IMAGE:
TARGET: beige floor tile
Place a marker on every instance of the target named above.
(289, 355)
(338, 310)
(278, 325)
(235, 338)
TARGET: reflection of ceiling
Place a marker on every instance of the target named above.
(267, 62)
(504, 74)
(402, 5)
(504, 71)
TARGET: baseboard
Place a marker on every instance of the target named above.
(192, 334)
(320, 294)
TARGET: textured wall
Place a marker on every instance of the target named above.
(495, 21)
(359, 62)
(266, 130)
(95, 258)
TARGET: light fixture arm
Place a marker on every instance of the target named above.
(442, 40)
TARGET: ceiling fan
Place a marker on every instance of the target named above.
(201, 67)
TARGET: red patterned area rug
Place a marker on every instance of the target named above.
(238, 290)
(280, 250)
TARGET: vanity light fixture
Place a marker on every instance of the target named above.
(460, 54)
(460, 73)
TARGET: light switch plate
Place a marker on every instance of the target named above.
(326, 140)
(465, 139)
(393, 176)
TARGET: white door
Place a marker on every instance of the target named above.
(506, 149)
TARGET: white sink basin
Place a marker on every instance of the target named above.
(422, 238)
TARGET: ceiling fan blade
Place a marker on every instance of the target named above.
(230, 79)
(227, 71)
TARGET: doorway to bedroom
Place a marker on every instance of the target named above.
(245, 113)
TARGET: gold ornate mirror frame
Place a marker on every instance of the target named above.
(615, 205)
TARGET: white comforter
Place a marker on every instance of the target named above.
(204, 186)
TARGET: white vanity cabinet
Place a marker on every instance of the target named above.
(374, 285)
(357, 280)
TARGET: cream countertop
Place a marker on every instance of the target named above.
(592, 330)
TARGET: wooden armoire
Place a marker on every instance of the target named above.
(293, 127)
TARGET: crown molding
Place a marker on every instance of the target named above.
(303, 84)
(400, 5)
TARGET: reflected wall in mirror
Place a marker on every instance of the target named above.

• [Directions] Could you give every line of the material above as a numbered list, skipping any blank lines?

• [Response for this exercise]
1. IMAGE:
2. TARGET: beige floor tile
3. Place a marker on every instance of the target named above.
4. (289, 355)
5. (338, 310)
6. (278, 325)
7. (235, 338)
8. TARGET: reflection of ceiling
9. Place a marker on every instance of the target named above.
10. (267, 62)
11. (504, 74)
12. (402, 5)
13. (504, 71)
14. TARGET: baseboard
15. Place a marker on every instance of the target named above.
16. (192, 334)
17. (320, 294)
18. TARGET: textured wall
19. Place a marker on every instance of the target named above.
20. (495, 21)
21. (359, 62)
22. (266, 130)
23. (95, 258)
24. TARGET: light fixture arm
25. Place a marker on every instance of the target named above.
26. (442, 40)
27. TARGET: ceiling fan
28. Place a marker on every instance of the target named above.
29. (201, 67)
30. TARGET: red patterned area rug
31. Place a marker on every instance of the target named above.
32. (238, 290)
33. (280, 250)
34. TARGET: vanity light fixture
35. Place a marker on every instance of the target named above.
36. (460, 54)
37. (460, 73)
38. TARGET: light switch plate
39. Place a marker on every instance of the target named above.
40. (326, 140)
41. (465, 139)
42. (393, 176)
43. TARGET: white door
44. Place a marker on every instance of the target named above.
45. (506, 149)
46. TARGET: white sink basin
47. Place a marker on every instance of the target named above.
48. (422, 238)
49. TARGET: ceiling fan blade
50. Place a marker on every instance of the target named above.
51. (230, 79)
52. (227, 71)
53. TARGET: doorway to bedroom
54. Place a marker on every instance of the target named above.
55. (245, 113)
56. TARGET: gold ornate mirror frame
57. Place a marker on every instance of the target named above.
58. (615, 205)
59. TARGET: white comforter
60. Place a marker on every instance of the target named above.
61. (204, 186)
62. TARGET: white vanity cabinet
63. Place a marker on every instance of the target named above.
64. (374, 285)
65. (357, 280)
66. TARGET: cream countertop
67. Place a marker on every instance of the target named above.
68. (592, 330)
69. TARGET: wooden armoire
70. Place a marker on every instance of the target named above.
71. (293, 127)
72. TARGET: crown molding
73. Place a marker on every instance of the target named above.
74. (303, 84)
75. (400, 5)
76. TARGET: reflected wall in mirror
77. Place a marker on every instance of the target named above.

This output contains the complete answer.